--- Start of Material for the task ---

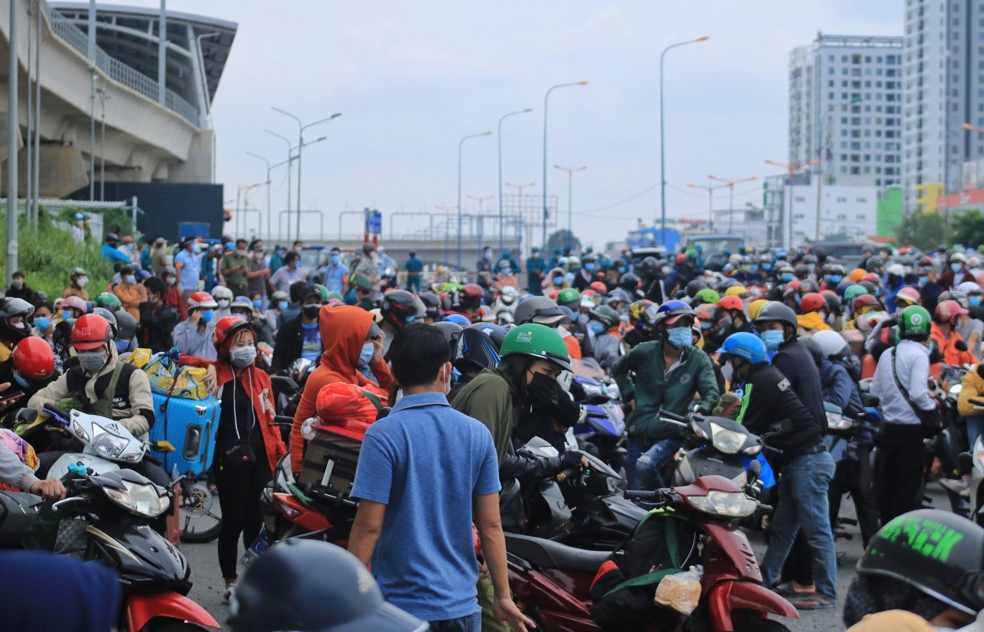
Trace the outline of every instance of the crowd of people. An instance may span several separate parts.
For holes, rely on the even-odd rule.
[[[932,461],[927,428],[940,408],[931,373],[968,368],[960,414],[969,444],[984,431],[984,416],[966,401],[984,392],[984,270],[972,250],[871,247],[845,266],[822,245],[707,256],[694,248],[662,259],[585,249],[549,260],[534,248],[523,265],[509,251],[495,259],[485,249],[467,275],[428,268],[412,252],[398,264],[371,243],[350,260],[338,248],[320,250],[319,264],[304,267],[303,250],[224,238],[138,248],[109,234],[101,252],[116,274],[108,287],[88,286],[76,268],[50,300],[18,271],[0,300],[0,382],[24,391],[21,405],[88,398],[146,436],[150,386],[128,354],[176,347],[182,364],[207,369],[221,402],[215,484],[226,602],[238,580],[237,543],[249,546],[260,531],[273,466],[289,449],[291,470],[301,471],[302,426],[333,382],[377,389],[393,407],[365,434],[349,548],[371,562],[390,603],[434,630],[530,624],[509,594],[502,531],[517,514],[499,498],[516,481],[585,465],[564,442],[581,409],[558,381],[578,361],[590,359],[618,384],[628,488],[668,484],[661,472],[683,435],[661,411],[729,416],[769,436],[781,456],[769,457],[779,477],[763,581],[802,609],[837,599],[832,524],[842,493],[852,493],[866,546],[920,506]],[[269,375],[302,359],[317,368],[284,442],[274,430]],[[845,413],[879,406],[885,418],[877,433],[854,437],[855,469],[836,479],[827,405]],[[558,455],[518,450],[532,436]],[[4,482],[64,493],[10,456],[0,443]],[[957,475],[946,484],[967,493]],[[435,511],[441,520],[431,519]],[[984,543],[984,530],[963,522],[953,528]],[[981,559],[961,563],[981,574]],[[848,595],[848,625],[878,609],[856,597],[874,590],[866,578],[859,574]],[[953,600],[952,623],[969,623],[981,609],[979,593]]]

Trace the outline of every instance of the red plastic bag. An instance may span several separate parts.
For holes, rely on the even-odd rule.
[[[315,407],[325,426],[342,426],[353,430],[361,426],[364,431],[376,421],[379,409],[386,406],[387,397],[381,393],[355,384],[332,382],[318,391]]]

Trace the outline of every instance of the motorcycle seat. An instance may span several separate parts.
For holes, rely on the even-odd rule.
[[[585,573],[596,573],[611,555],[605,550],[575,548],[552,540],[510,533],[506,534],[506,550],[540,568],[577,570]]]

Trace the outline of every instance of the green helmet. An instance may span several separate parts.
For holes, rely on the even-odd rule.
[[[545,324],[521,324],[506,334],[499,349],[499,357],[505,358],[513,354],[549,360],[571,371],[571,357],[567,353],[564,339],[555,329]]]
[[[984,529],[950,511],[918,509],[875,534],[857,571],[904,582],[973,616],[984,607],[982,563]]]
[[[717,305],[717,302],[721,300],[720,295],[711,290],[709,287],[698,290],[696,298],[701,299],[704,303],[710,303],[711,305]]]
[[[97,297],[95,297],[95,307],[105,308],[110,312],[119,312],[122,305],[120,300],[116,298],[116,295],[112,292],[102,292]]]
[[[572,304],[574,306],[572,307]],[[566,287],[557,293],[557,305],[566,305],[574,311],[581,307],[581,292],[573,287]]]
[[[852,305],[854,303],[854,299],[858,298],[862,294],[868,294],[868,288],[857,283],[854,285],[848,285],[844,290],[844,305]]]
[[[928,336],[930,327],[929,312],[919,305],[910,305],[898,313],[898,337]]]

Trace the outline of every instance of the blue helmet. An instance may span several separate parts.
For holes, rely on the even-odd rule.
[[[762,338],[748,331],[732,333],[724,339],[724,344],[721,345],[719,351],[744,358],[753,365],[769,363],[769,356],[766,355],[766,343],[762,341]]]

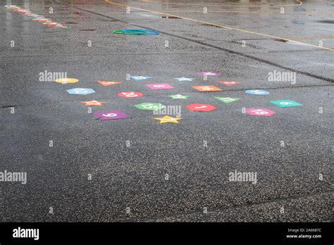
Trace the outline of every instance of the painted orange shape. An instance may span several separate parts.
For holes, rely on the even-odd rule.
[[[97,81],[100,84],[103,86],[110,86],[110,85],[115,85],[122,83],[122,82],[111,82],[111,81],[104,81],[104,80],[99,80]]]
[[[192,86],[192,87],[199,92],[223,91],[223,89],[212,85]]]
[[[94,99],[90,101],[80,101],[86,106],[102,106],[103,103],[106,103],[106,101],[97,101]]]

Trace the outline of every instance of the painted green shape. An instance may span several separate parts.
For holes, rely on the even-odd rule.
[[[290,101],[290,99],[283,99],[280,101],[270,101],[269,102],[280,107],[294,107],[304,106],[302,103],[294,101]]]
[[[221,101],[225,102],[226,103],[240,100],[239,98],[230,98],[230,97],[214,97],[214,98],[220,100]]]
[[[164,108],[166,106],[163,106],[162,103],[149,103],[149,102],[144,102],[141,103],[137,103],[135,105],[140,110],[148,110],[148,111],[155,111],[155,110],[160,110]]]
[[[170,95],[169,96],[172,97],[172,99],[188,99],[188,97],[190,97],[190,95],[182,95],[182,94]]]

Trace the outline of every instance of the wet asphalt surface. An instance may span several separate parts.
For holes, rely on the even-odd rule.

--- End of Material for the task ---

- _Set exercise_
Can you copy all of the items above word for word, omitting the pictures?

- _Task response_
Trace the outline of every instance of the crowd of people. An instance may span several separate parts.
For holes, rely on the even-odd rule.
[[[932,461],[927,428],[940,408],[931,373],[968,368],[960,414],[969,444],[984,431],[984,416],[966,401],[984,392],[984,270],[972,250],[871,247],[845,266],[822,245],[707,256],[694,248],[662,259],[585,249],[549,260],[534,248],[523,265],[509,251],[495,259],[485,249],[467,275],[428,268],[412,252],[398,264],[371,243],[350,260],[338,248],[320,250],[319,264],[304,267],[303,250],[224,238],[138,248],[109,234],[101,252],[116,274],[108,287],[88,286],[76,268],[50,300],[18,271],[0,300],[0,382],[24,391],[21,405],[88,398],[146,436],[150,386],[128,354],[176,347],[182,364],[207,369],[221,402],[215,484],[226,602],[238,580],[237,543],[249,546],[260,531],[273,466],[289,449],[291,470],[301,471],[302,426],[333,382],[377,389],[393,407],[365,434],[349,548],[371,562],[390,603],[434,630],[530,624],[509,594],[502,531],[517,514],[499,498],[516,481],[585,465],[564,442],[581,409],[558,381],[578,361],[590,359],[618,384],[628,488],[668,484],[661,472],[683,435],[661,411],[729,416],[769,436],[781,456],[769,457],[779,477],[763,581],[802,609],[837,599],[832,524],[842,493],[852,493],[866,546],[920,506]],[[269,375],[302,359],[317,368],[284,442],[274,430]],[[845,413],[879,406],[885,418],[877,433],[854,437],[855,469],[836,479],[827,405]],[[558,455],[518,450],[532,436]],[[4,482],[64,493],[10,456],[0,443]],[[957,475],[946,484],[967,493]],[[435,511],[441,520],[431,519]],[[984,543],[984,530],[963,522],[953,528]],[[981,559],[961,563],[981,574]],[[848,595],[848,625],[878,609],[856,597],[874,590],[866,578],[859,574]],[[953,600],[952,623],[969,623],[981,609],[979,593]]]

Trace the outline of every instance of the red plastic bag. An instance may span several separate parts.
For holes, rely on the even-odd rule.
[[[315,407],[325,426],[342,426],[353,430],[361,426],[364,431],[376,421],[379,409],[386,406],[387,397],[381,393],[355,384],[332,382],[318,391]]]

Trace the outline of every instance of the motorcycle seat. An instance may span several separate parts.
For holes, rely on the even-odd rule.
[[[585,573],[596,573],[611,555],[605,550],[575,548],[552,540],[510,533],[506,534],[506,550],[540,568],[577,570]]]

Trace the outline of every instance of the green helmet. An instance may span several separate parts.
For holes, rely on the even-odd rule.
[[[545,324],[521,324],[506,334],[499,349],[499,357],[505,358],[513,354],[549,360],[571,371],[571,357],[567,353],[564,339],[555,329]]]
[[[984,529],[950,511],[918,509],[875,534],[857,571],[904,582],[973,616],[984,607],[982,563]]]
[[[717,305],[717,302],[721,300],[720,295],[711,290],[709,287],[698,290],[696,298],[701,299],[704,303],[710,303],[711,305]]]
[[[97,297],[95,297],[95,307],[105,308],[110,312],[119,312],[122,305],[120,300],[116,298],[116,295],[112,292],[102,292]]]
[[[572,304],[574,306],[572,307]],[[566,287],[557,293],[557,305],[566,305],[574,311],[581,307],[581,292],[573,287]]]
[[[852,305],[854,303],[854,299],[858,298],[862,294],[868,294],[868,288],[857,283],[854,285],[848,285],[844,290],[844,305]]]
[[[928,336],[930,327],[929,312],[919,305],[910,305],[898,313],[898,337]]]

Trace the outline of every instance of the blue helmet. An instance may span several separate parts.
For holes, rely on the even-odd rule.
[[[762,338],[748,331],[732,333],[724,339],[724,344],[721,345],[719,351],[744,358],[753,365],[769,363],[769,356],[766,355],[766,343],[762,341]]]

Trace the outline of every instance of the painted orange shape. An instance may span several separate parts.
For holes, rely on the even-odd rule.
[[[97,81],[100,84],[103,86],[110,86],[110,85],[115,85],[122,83],[122,82],[111,82],[111,81],[104,81],[104,80],[99,80]]]
[[[192,86],[192,87],[199,92],[223,91],[223,89],[212,85]]]
[[[94,99],[90,101],[80,101],[86,106],[102,106],[103,103],[106,103],[106,101],[97,101]]]

Trace the outline of every instance of the painted green shape. An instance may span several separate parts.
For holes, rely on the even-odd rule.
[[[290,101],[290,99],[283,99],[280,101],[270,101],[269,102],[280,107],[294,107],[304,106],[302,103],[294,101]]]
[[[221,101],[225,102],[226,103],[240,100],[239,98],[230,98],[230,97],[214,97],[214,98],[220,100]]]
[[[164,108],[166,106],[163,106],[162,103],[149,103],[149,102],[144,102],[141,103],[137,103],[135,105],[140,110],[148,110],[148,111],[155,111],[155,110],[160,110]]]
[[[170,95],[169,96],[172,97],[172,99],[188,99],[188,97],[190,97],[190,95],[182,95],[182,94]]]

Trace the outline of every instance of the wet asphalt surface. An instance may span several separate parts.
For holes, rely on the even-odd rule.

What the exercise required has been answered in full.